Task set:
(1) According to the SBIRT abstract, beyond physicians, which healthcare providers does expanded US funding for SBIRT education now include?
(2) Quote word for word the stretch of the SBIRT abstract from "This brief study" through "related to SBIRT.".

Reading text:
----------

Published online by Cambridge University Press: 15 April 2020
Alcohol and other substance use contribute to a major, preventable, international healthcare burden. The evidentiary bases for screening, brief intervention, and referral to treatment (SBIRT) for alcohol are well-established, while research on SBIRT for other substance use is ongoing. In the United States, funding for SBIRT education among medical professionals recently has expanded beyond physicians to include other healthcare providers such as nurses and social workers.
This brief study measured characteristics of nurses, social workers, and physicians at the beginning of the first year of graduate education (nurses, social workers) or post-graduate year 1 (physician residents) to assess potential baseline differences in knowledge, attitudes, beliefs, and behaviors related to SBIRT.
The aim of this study was to inform targeted modification of SBIRT education programs based on baseline differences between professions.

----------

Stored data entries
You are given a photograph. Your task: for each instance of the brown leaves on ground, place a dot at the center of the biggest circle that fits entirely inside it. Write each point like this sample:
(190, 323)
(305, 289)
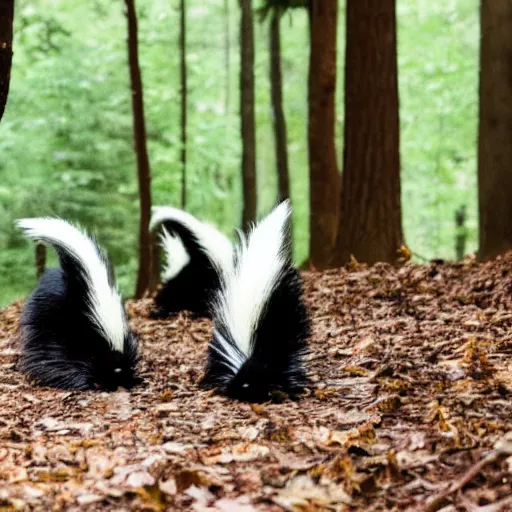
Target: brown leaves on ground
(411, 409)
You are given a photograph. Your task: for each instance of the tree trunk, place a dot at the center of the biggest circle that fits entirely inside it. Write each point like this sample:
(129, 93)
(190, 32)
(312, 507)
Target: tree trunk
(154, 278)
(40, 250)
(144, 172)
(323, 171)
(495, 129)
(278, 119)
(6, 21)
(370, 226)
(247, 114)
(183, 89)
(227, 55)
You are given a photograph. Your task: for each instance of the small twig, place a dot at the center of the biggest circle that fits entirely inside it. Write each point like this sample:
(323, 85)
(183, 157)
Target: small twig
(493, 507)
(419, 256)
(436, 501)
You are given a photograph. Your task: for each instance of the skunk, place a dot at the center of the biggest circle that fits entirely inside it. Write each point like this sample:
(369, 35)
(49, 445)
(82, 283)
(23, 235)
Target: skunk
(197, 255)
(74, 329)
(261, 324)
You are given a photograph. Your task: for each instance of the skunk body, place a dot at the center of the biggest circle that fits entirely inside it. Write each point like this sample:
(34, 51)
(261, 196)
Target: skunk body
(261, 324)
(74, 329)
(197, 255)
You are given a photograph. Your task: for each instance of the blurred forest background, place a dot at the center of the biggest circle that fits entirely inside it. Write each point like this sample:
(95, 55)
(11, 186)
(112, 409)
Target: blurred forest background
(66, 137)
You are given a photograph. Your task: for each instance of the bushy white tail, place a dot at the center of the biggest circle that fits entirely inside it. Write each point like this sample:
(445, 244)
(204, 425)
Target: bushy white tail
(103, 299)
(176, 255)
(214, 243)
(261, 259)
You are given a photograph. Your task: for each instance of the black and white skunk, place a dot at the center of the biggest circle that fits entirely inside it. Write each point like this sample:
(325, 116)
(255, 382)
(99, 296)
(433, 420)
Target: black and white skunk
(74, 329)
(261, 324)
(197, 255)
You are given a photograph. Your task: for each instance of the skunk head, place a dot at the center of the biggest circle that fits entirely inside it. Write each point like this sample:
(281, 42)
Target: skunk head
(113, 369)
(255, 382)
(75, 332)
(260, 321)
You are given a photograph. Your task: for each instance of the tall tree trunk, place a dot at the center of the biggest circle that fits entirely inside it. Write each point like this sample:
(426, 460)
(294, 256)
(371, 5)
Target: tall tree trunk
(370, 226)
(495, 129)
(227, 55)
(40, 250)
(278, 119)
(154, 277)
(323, 170)
(144, 172)
(6, 21)
(247, 114)
(183, 88)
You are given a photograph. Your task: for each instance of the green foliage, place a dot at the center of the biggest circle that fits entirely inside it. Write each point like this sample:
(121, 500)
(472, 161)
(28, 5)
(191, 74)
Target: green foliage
(66, 136)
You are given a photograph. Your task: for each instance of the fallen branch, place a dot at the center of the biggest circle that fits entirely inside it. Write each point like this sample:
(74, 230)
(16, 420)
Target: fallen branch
(502, 448)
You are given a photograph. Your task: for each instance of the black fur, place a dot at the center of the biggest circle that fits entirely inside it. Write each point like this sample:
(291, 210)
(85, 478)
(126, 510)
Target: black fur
(279, 344)
(192, 289)
(60, 346)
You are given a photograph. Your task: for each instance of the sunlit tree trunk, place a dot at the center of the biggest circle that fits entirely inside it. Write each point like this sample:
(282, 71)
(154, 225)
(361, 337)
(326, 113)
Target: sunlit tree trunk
(6, 21)
(40, 251)
(278, 118)
(144, 172)
(495, 129)
(183, 89)
(247, 114)
(370, 226)
(323, 170)
(227, 55)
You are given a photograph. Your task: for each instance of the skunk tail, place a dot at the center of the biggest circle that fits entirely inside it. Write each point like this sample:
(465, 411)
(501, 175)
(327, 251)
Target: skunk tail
(260, 322)
(198, 239)
(88, 273)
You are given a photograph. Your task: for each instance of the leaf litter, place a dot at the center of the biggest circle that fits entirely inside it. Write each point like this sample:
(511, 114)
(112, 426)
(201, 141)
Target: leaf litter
(410, 408)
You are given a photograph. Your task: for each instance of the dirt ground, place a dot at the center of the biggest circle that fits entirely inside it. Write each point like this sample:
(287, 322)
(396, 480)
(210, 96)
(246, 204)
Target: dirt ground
(411, 409)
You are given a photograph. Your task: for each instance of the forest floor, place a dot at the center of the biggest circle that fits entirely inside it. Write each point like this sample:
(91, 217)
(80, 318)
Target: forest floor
(411, 409)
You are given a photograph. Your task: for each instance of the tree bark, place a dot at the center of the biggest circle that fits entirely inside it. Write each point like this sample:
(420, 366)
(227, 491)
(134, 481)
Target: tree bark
(278, 118)
(495, 129)
(154, 279)
(183, 89)
(6, 22)
(323, 171)
(370, 226)
(247, 114)
(40, 250)
(227, 55)
(144, 172)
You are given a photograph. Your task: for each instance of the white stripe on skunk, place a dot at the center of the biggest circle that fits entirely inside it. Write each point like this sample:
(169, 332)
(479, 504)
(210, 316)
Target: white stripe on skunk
(103, 299)
(74, 329)
(260, 322)
(213, 242)
(197, 254)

----------

Results for the exercise:
(1) Nurses and social workers.

(2)
This brief study measured characteristics of nurses, social workers, and physicians at the beginning of the first year of graduate education (nurses, social workers) or post-graduate year 1 (physician residents) to assess potential baseline differences in knowledge, attitudes, beliefs, and behaviors related to SBIRT.